DESCRIPTION OF THE TASK –
Pull out every line of the rows below that contains the word "windshield", and note that case matters when matching.

-- start of AVAILABLE DATA --

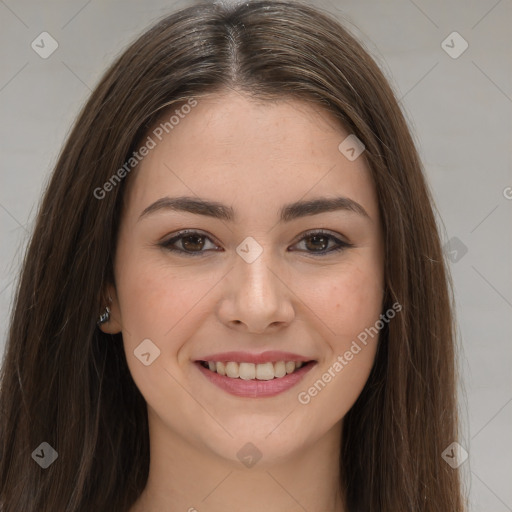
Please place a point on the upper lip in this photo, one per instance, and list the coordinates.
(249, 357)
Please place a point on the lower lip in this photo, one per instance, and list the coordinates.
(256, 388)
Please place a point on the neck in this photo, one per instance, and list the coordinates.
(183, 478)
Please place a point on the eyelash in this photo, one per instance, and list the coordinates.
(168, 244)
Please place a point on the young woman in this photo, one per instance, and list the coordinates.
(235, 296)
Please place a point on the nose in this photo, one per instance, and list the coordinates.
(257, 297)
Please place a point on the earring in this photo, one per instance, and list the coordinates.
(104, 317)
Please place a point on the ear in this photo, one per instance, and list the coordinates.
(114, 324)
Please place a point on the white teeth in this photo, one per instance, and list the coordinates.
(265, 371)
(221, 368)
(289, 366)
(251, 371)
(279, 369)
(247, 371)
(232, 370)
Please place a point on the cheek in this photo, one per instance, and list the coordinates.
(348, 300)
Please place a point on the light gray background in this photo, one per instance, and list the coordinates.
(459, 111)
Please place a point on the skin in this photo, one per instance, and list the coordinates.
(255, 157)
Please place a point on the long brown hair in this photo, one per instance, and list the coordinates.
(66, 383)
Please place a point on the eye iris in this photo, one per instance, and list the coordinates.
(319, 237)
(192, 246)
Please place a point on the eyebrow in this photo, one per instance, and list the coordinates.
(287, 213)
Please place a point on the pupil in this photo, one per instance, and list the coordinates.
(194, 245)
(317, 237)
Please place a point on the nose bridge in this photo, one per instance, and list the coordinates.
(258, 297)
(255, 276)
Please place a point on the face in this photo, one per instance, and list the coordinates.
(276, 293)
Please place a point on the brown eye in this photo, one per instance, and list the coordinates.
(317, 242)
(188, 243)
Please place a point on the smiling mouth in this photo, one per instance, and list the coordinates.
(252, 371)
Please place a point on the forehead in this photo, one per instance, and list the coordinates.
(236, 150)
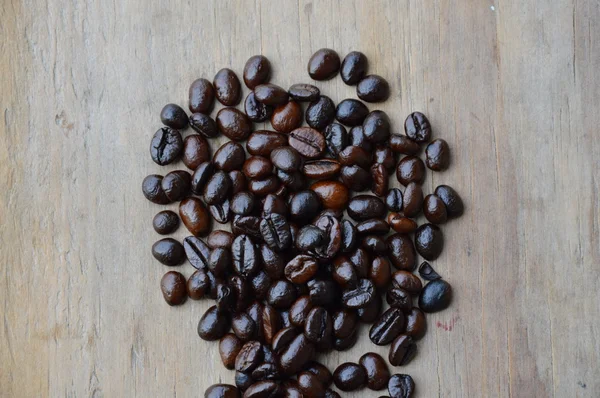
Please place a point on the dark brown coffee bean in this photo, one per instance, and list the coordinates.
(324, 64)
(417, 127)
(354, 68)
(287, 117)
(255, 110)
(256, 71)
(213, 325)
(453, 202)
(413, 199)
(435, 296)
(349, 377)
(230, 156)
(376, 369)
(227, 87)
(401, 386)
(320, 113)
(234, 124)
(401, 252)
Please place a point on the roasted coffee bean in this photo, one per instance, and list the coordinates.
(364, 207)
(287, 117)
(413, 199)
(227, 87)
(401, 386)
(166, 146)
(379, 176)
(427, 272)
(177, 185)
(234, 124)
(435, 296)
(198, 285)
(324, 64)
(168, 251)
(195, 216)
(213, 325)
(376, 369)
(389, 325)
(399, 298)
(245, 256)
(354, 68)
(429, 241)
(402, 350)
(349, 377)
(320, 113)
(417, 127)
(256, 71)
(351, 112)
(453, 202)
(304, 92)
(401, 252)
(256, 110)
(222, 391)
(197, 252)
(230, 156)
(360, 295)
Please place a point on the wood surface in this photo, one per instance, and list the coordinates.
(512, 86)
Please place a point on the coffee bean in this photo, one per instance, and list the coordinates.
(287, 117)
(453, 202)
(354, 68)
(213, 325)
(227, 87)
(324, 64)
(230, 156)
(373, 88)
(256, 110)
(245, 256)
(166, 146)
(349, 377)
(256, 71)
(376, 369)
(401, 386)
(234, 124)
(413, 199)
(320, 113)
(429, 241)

-- end of AVAILABLE DATA --
-- start of AVAILABLE DATA --

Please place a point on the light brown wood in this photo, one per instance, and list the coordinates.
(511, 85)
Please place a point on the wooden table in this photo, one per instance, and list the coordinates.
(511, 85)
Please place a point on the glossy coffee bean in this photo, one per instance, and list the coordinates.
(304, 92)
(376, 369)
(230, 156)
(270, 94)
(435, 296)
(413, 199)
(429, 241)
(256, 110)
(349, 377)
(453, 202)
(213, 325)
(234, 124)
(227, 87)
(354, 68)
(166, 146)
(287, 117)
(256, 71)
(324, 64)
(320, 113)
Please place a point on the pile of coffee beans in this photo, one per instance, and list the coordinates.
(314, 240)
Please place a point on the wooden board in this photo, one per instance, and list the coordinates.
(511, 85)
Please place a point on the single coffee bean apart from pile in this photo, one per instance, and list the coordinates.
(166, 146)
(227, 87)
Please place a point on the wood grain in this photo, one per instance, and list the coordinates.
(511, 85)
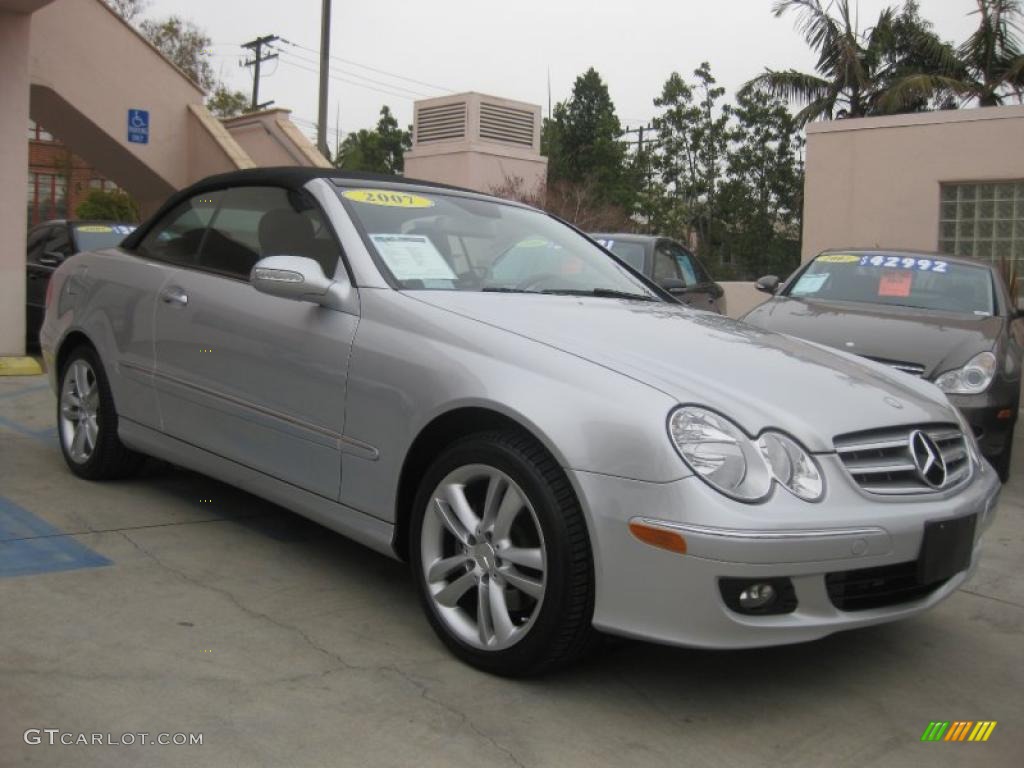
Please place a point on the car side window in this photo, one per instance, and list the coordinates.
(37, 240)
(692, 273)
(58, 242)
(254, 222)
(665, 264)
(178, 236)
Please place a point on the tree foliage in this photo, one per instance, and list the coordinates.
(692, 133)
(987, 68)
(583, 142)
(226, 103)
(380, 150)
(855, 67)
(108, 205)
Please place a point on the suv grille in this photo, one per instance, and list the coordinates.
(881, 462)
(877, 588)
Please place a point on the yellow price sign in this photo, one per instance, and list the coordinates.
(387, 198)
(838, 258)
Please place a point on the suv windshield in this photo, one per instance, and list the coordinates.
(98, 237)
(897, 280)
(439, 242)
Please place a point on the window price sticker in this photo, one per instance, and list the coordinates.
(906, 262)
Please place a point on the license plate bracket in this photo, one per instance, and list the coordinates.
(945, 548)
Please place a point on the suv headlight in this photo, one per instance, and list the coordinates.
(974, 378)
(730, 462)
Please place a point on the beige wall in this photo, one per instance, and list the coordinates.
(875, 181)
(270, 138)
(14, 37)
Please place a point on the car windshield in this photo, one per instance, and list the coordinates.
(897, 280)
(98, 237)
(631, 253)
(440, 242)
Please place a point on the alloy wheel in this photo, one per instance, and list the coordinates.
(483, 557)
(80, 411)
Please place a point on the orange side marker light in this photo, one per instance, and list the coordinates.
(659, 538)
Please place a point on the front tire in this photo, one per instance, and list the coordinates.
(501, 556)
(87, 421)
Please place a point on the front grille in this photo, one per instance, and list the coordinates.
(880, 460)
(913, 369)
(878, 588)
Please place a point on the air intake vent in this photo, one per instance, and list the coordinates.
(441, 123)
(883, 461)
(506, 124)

-- end of AVAILABLE DATA --
-- start of AVAILABLE DATA --

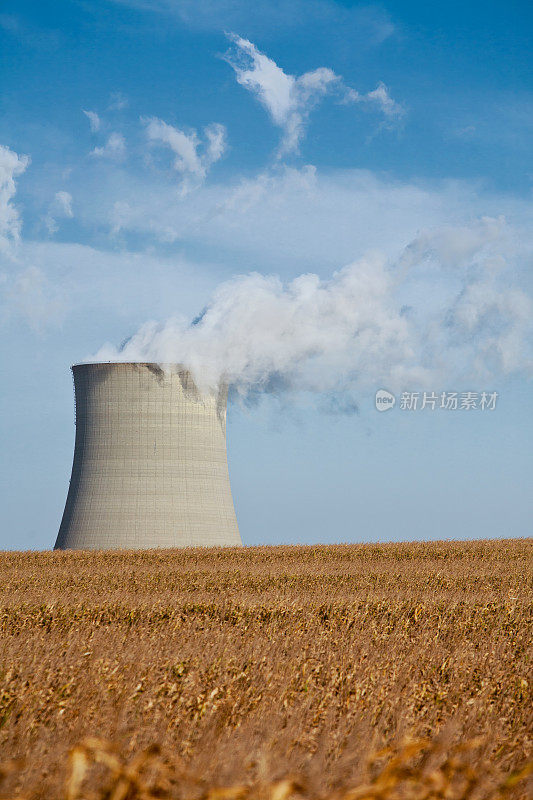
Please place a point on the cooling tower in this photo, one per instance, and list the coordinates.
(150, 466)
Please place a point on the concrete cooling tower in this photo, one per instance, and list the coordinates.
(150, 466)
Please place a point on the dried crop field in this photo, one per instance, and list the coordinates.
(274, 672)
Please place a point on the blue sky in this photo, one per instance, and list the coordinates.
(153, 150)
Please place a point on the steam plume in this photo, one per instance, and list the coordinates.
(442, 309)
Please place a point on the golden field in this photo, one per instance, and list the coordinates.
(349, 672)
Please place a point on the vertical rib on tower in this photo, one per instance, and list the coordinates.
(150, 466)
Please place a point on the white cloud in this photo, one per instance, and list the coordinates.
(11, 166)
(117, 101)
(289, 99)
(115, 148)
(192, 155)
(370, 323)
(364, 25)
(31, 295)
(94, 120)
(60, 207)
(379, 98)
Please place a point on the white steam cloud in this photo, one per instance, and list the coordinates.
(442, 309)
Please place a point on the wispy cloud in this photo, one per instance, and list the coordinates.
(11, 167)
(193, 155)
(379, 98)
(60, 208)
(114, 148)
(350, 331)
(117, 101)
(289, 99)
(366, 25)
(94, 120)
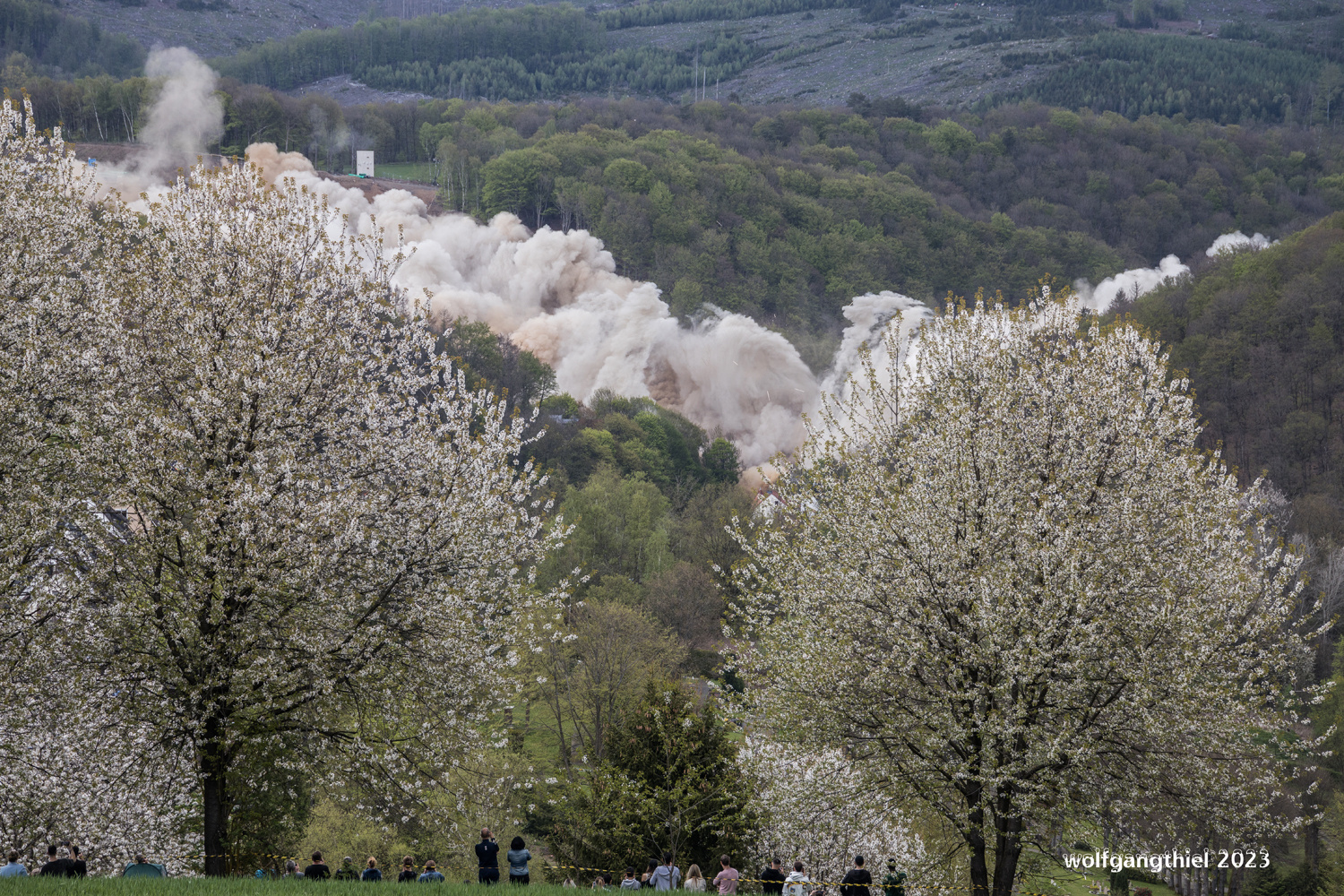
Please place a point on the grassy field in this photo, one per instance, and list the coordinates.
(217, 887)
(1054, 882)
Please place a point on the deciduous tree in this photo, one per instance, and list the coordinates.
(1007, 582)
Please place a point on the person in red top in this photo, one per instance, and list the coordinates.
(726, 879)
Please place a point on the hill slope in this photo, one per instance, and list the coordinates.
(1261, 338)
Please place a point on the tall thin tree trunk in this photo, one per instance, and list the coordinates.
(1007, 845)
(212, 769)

-- end of AVAILABLE DATA --

SOLUTION BELOW –
Please place a point on the suv windshield in this photo, one per instance, and list the coordinates.
Please place a point on the car windshield in this photo, one per instance, and list the coordinates.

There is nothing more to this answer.